→ **WHAT NEEDS TO BE DONE**
Of the lines listed below, return exactly those that run from the line containing "box: [760, 353, 783, 386]" through the line containing "box: [297, 228, 329, 278]", both included.

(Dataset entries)

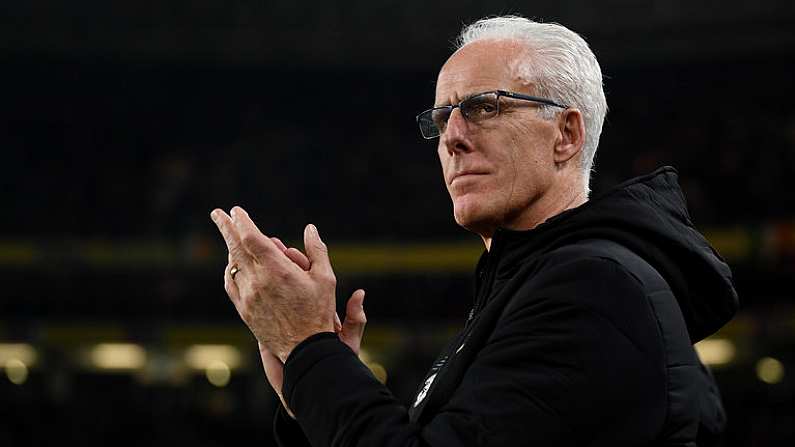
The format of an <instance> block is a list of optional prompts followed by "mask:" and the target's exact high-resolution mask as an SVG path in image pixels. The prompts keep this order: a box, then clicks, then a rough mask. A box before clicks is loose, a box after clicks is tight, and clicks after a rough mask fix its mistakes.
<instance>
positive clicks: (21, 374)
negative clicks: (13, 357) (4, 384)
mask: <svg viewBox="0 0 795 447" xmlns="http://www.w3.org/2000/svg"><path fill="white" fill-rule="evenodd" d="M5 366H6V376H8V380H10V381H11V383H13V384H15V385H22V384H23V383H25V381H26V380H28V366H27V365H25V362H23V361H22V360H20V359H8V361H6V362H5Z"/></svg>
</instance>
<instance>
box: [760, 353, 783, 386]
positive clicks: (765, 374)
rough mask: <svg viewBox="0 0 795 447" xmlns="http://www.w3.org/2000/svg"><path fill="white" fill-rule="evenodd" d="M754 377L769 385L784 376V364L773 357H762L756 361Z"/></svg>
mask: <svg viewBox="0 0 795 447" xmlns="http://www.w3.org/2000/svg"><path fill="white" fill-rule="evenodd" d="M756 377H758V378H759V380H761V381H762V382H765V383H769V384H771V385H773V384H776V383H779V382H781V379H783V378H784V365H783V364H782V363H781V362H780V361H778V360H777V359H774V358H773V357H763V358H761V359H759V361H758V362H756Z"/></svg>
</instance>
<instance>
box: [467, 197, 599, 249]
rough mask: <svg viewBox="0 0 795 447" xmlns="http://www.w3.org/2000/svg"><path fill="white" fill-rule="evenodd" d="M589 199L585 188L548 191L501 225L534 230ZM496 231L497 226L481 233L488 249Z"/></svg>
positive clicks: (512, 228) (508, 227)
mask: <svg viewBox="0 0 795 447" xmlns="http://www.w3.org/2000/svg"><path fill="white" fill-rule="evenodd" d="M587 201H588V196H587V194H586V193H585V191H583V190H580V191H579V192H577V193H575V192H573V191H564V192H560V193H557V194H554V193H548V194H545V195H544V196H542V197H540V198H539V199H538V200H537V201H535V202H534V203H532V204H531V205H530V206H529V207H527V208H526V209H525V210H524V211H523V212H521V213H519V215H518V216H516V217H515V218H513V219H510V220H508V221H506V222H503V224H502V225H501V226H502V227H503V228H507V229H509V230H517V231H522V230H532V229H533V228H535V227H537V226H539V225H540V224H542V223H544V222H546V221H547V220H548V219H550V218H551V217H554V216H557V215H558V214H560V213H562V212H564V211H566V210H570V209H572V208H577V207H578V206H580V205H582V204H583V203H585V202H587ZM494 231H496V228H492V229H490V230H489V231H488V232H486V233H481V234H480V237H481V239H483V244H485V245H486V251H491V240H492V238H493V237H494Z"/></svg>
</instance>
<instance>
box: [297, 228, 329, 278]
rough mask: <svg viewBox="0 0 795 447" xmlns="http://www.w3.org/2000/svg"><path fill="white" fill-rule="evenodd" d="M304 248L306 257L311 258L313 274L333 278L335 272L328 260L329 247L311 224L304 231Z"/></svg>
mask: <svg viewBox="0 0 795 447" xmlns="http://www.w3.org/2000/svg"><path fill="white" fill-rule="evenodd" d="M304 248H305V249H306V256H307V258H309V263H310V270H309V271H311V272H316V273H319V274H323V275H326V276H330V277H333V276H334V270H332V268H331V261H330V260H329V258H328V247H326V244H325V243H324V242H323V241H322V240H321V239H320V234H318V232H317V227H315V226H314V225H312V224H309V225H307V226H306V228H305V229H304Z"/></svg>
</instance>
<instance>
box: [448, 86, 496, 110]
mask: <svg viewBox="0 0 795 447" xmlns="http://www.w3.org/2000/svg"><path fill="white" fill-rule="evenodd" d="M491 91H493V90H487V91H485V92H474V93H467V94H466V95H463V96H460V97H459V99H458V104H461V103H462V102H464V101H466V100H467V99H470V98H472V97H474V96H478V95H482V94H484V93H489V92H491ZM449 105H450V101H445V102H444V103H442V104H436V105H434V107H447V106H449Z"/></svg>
* * *
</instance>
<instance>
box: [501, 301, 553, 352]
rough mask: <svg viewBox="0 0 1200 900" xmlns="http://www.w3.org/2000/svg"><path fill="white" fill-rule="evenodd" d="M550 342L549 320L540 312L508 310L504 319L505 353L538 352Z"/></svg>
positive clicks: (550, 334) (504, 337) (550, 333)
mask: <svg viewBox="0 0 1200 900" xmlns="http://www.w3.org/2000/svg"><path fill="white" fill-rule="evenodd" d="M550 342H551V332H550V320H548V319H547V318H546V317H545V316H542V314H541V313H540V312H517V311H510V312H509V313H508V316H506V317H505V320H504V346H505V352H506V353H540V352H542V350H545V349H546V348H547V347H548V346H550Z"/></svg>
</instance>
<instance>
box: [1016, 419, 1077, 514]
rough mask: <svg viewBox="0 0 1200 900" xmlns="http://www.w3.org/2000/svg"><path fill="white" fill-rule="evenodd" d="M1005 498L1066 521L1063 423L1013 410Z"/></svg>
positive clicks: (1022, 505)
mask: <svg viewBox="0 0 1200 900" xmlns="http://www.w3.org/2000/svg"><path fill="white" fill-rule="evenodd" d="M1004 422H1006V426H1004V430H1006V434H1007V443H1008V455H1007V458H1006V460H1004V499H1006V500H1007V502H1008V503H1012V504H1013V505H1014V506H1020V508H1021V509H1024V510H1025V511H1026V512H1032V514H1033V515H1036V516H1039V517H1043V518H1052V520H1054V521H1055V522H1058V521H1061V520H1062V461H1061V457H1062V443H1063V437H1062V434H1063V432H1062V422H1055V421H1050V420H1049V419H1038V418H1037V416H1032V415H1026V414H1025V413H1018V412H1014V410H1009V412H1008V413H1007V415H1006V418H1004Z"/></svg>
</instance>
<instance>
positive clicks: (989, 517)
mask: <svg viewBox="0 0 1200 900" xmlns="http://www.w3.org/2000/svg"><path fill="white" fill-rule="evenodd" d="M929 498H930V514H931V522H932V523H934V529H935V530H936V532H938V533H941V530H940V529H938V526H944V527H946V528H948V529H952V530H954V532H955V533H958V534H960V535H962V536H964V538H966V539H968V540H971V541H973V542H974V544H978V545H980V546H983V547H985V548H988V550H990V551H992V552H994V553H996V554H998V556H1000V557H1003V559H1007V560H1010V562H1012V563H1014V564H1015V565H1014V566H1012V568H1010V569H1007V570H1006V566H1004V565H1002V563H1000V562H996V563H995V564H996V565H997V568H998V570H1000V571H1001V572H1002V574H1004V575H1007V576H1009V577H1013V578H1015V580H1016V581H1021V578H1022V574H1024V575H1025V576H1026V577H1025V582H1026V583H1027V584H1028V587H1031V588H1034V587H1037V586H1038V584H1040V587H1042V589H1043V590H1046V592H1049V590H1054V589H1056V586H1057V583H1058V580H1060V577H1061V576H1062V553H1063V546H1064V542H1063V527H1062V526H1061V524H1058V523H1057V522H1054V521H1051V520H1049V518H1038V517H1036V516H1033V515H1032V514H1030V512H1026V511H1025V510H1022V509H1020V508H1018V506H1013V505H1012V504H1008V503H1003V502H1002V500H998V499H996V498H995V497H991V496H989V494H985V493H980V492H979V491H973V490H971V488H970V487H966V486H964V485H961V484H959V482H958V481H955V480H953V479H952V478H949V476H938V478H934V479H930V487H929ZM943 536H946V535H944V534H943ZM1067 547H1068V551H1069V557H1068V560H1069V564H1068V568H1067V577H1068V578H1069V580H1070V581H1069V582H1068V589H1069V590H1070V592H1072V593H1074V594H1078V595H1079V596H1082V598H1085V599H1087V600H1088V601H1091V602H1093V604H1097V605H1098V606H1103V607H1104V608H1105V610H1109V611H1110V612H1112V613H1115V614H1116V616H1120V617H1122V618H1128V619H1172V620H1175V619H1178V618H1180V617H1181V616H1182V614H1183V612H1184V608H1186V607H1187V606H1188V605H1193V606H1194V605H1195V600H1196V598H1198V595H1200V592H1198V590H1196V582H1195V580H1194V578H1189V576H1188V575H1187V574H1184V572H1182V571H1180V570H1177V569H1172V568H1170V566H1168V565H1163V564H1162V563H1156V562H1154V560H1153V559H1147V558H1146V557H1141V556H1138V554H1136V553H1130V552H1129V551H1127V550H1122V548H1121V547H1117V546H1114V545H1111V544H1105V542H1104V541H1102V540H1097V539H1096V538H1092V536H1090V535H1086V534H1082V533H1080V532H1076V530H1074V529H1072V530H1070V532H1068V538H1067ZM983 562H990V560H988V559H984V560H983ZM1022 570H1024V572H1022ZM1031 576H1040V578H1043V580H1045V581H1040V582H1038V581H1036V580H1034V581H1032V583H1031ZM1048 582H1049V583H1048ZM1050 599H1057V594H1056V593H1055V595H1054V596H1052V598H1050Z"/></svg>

→ **PROBLEM SOLUTION**
box: [760, 353, 783, 386]
positive clicks: (765, 374)
rough mask: <svg viewBox="0 0 795 447" xmlns="http://www.w3.org/2000/svg"><path fill="white" fill-rule="evenodd" d="M754 377L769 385L784 376V364L773 357H762L756 361Z"/></svg>
mask: <svg viewBox="0 0 795 447" xmlns="http://www.w3.org/2000/svg"><path fill="white" fill-rule="evenodd" d="M756 377H758V378H759V380H761V381H762V382H765V383H769V384H771V385H773V384H776V383H779V382H781V379H783V378H784V365H783V364H782V363H781V362H780V361H778V360H777V359H774V358H773V357H763V358H761V359H759V361H758V362H756Z"/></svg>
</instance>
<instance>
box: [467, 197, 599, 249]
rough mask: <svg viewBox="0 0 795 447" xmlns="http://www.w3.org/2000/svg"><path fill="white" fill-rule="evenodd" d="M589 199L585 188L548 191L501 225L534 230ZM496 231L497 226L481 233L488 249Z"/></svg>
positive clicks: (512, 228) (508, 227)
mask: <svg viewBox="0 0 795 447" xmlns="http://www.w3.org/2000/svg"><path fill="white" fill-rule="evenodd" d="M587 201H588V196H587V194H586V193H585V191H583V190H580V191H579V192H577V193H575V192H573V191H564V192H560V193H557V194H554V193H548V194H545V195H544V196H542V197H540V198H539V199H538V200H537V201H535V202H534V203H532V204H531V205H530V206H529V207H527V208H526V209H525V210H524V211H523V212H521V213H519V215H518V216H516V217H515V218H513V219H510V220H508V221H506V222H503V224H502V225H501V226H502V227H503V228H507V229H509V230H517V231H522V230H532V229H533V228H535V227H537V226H539V225H540V224H542V223H544V222H546V221H547V220H548V219H550V218H551V217H554V216H557V215H558V214H560V213H562V212H564V211H566V210H570V209H572V208H577V207H578V206H580V205H582V204H583V203H585V202H587ZM494 231H496V228H492V229H490V230H489V231H488V232H486V233H481V234H480V237H481V239H483V244H485V245H486V251H491V240H492V238H493V237H494Z"/></svg>
</instance>
<instance>
box: [297, 228, 329, 278]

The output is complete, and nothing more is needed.